===== Selected excerpt

The resulting balancing act suffuses both Clinton’s public appearances and his legislative strategy. This past week, for example, as the House Ways and Means Committee approved the President’s package of tax increases and cuts in entitlement programs, the panel also approved an expanded version of his plan to set up “enterprise zones” in low-income urban areas to help spur economic development.

Strategists hope the expanded enterprise zone money will add something to the deficit reduction package that will help garner the votes of congressional liberals when the bill reaches the House floor this week.

The balance was also very much on Clinton’s mind Friday as he held a Rose Garden press conference to talk about the week’s events. Asked what he would say to those who worry that money for urban aid, transportation and job training will be squeezed as he pushes for deficit reduction, Clinton pleaded for patience.

==========
===== Dataset content

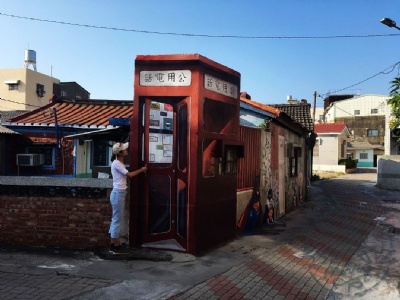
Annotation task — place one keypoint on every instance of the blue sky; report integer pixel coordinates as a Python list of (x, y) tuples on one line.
[(102, 61)]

==========

** Exercise aim **
Continue the passage about President Clinton balancing deficit reduction against urban aid, starting right after its final sentence.

** Expected answer **
“The enormous squeeze on domestic spending, including investment spending, began 12 years ago. I can’t turn it around overnight. And I ask them also to consider this: Until we can prove that we have the discipline to control our budget, I don’t think we’ll have the elbow room necessary” to target money for new programs.

“I don’t think we have any other option at this time.”

That message has been a hard sell. Liberal members of the House, in particular, “have gotten very restive,” says a Clinton adviser with close ties to several House committee chairmen. “They just don’t want to accept that there isn’t any more money.”